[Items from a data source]
============
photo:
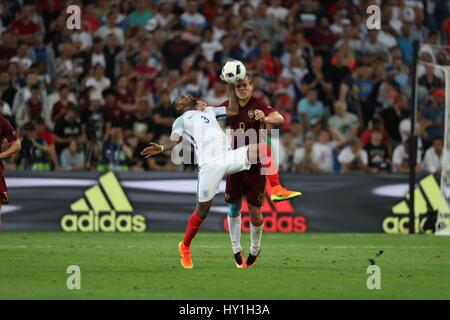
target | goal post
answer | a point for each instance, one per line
(443, 212)
(443, 200)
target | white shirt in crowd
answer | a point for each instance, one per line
(209, 48)
(84, 37)
(432, 162)
(104, 31)
(193, 20)
(279, 13)
(346, 156)
(321, 155)
(401, 157)
(98, 85)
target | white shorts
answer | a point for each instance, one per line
(212, 173)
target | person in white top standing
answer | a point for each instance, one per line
(216, 159)
(433, 160)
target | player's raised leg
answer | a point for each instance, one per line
(194, 222)
(279, 193)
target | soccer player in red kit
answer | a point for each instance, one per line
(253, 114)
(6, 132)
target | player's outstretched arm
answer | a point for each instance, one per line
(14, 147)
(154, 148)
(233, 102)
(274, 117)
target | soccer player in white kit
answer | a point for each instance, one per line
(214, 154)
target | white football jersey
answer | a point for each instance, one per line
============
### REQUIREMENT
Starting from the line that contains "target | player's raised leg", reproduce each line of the data exactly through the last one.

### RESPONSE FOR THIS EXERCISE
target | player's raised leg
answer | a point for each instance, one per line
(194, 222)
(279, 193)
target | soccer player in red kit
answer | a point for each instance, one per line
(253, 114)
(6, 132)
target | player's outstretched arm
answer | a point for each instance, one per line
(14, 147)
(154, 148)
(233, 102)
(274, 117)
target | soccer player in white kit
answer | a point for each instance, one per line
(214, 154)
target | white football jersey
answer | a point for each instance, one per line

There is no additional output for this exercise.